> **Given exercise**: Copy out the lines of the listing word for word, from its first line through the line containing "[(98, 241), (959, 171)]", including both of those lines.

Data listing
┄┄┄┄┄┄┄┄┄┄┄┄┄┄┄┄┄┄┄┄
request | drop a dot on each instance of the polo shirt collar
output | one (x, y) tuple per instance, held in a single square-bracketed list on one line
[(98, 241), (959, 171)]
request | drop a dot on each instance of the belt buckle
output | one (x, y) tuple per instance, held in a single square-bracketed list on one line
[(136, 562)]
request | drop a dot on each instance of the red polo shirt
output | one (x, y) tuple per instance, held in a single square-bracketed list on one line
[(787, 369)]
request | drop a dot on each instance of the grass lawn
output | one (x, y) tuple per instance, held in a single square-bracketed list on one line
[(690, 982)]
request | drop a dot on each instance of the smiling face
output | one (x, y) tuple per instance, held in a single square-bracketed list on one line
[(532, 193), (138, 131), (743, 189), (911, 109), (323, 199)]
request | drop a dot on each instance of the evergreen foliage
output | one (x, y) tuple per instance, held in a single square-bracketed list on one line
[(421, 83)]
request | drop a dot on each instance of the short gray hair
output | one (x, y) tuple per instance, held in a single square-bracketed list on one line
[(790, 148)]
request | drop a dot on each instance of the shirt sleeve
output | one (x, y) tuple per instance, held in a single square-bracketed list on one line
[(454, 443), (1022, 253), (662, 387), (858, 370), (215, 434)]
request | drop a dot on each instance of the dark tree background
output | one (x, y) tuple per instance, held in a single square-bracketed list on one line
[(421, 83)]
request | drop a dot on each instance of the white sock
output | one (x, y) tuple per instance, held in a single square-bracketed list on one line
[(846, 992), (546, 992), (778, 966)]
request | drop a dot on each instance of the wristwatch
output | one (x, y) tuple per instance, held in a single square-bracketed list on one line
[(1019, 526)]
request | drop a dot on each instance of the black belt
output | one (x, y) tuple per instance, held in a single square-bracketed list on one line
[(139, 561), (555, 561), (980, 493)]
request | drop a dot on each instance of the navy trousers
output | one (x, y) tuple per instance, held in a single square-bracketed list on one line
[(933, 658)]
┄┄┄┄┄┄┄┄┄┄┄┄┄┄┄┄┄┄┄┄
> **Output for this exercise**:
request | drop a dot on each instance of the polo shirt collar
output | one (x, y) tuple per instance, held in a single square-bracketed list on one line
[(98, 241), (959, 171)]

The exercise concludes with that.